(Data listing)
□ □ □
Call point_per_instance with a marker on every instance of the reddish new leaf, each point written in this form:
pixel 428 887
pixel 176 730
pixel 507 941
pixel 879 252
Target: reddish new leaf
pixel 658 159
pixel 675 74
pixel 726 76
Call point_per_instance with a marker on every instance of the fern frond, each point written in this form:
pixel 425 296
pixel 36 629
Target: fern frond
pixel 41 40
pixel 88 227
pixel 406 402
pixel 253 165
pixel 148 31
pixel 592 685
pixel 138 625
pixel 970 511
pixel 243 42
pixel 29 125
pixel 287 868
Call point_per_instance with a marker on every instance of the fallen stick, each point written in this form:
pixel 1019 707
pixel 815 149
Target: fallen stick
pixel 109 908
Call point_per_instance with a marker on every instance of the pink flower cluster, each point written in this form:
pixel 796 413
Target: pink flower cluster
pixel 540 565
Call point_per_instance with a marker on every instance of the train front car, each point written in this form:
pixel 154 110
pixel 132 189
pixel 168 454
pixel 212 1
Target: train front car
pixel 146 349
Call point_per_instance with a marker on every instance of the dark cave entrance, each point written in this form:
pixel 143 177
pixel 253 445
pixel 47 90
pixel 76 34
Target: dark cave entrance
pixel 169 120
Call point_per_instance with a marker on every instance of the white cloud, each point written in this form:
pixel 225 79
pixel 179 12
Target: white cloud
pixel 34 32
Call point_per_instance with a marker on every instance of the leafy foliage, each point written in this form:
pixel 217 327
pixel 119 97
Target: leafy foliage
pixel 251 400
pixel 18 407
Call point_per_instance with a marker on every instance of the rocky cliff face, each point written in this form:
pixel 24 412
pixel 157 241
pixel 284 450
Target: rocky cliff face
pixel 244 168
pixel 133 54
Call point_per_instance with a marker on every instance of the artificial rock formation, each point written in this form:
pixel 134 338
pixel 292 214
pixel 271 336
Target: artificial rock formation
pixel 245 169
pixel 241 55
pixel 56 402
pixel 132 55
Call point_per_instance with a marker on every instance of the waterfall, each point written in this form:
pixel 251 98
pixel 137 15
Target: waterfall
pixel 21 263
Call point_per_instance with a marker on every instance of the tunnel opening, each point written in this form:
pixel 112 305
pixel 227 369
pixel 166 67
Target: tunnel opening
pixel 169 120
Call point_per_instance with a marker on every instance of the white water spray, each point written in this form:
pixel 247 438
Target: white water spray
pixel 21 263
□ □ □
Copy out the listing word for word, starting from its very first line and stopping after the line that contains "pixel 287 868".

#### Result of this exercise:
Call point_per_instance with a marker on every instance of the reddish new leaf, each point written in this form:
pixel 428 887
pixel 176 730
pixel 507 941
pixel 879 252
Target: reddish new leaf
pixel 658 159
pixel 675 74
pixel 726 76
Call point_per_instance with a marker on every instance of the fern frond, each point written in this form:
pixel 425 296
pixel 36 629
Target: fern frond
pixel 41 40
pixel 88 227
pixel 406 402
pixel 253 165
pixel 148 31
pixel 592 685
pixel 138 625
pixel 970 511
pixel 243 42
pixel 29 125
pixel 287 868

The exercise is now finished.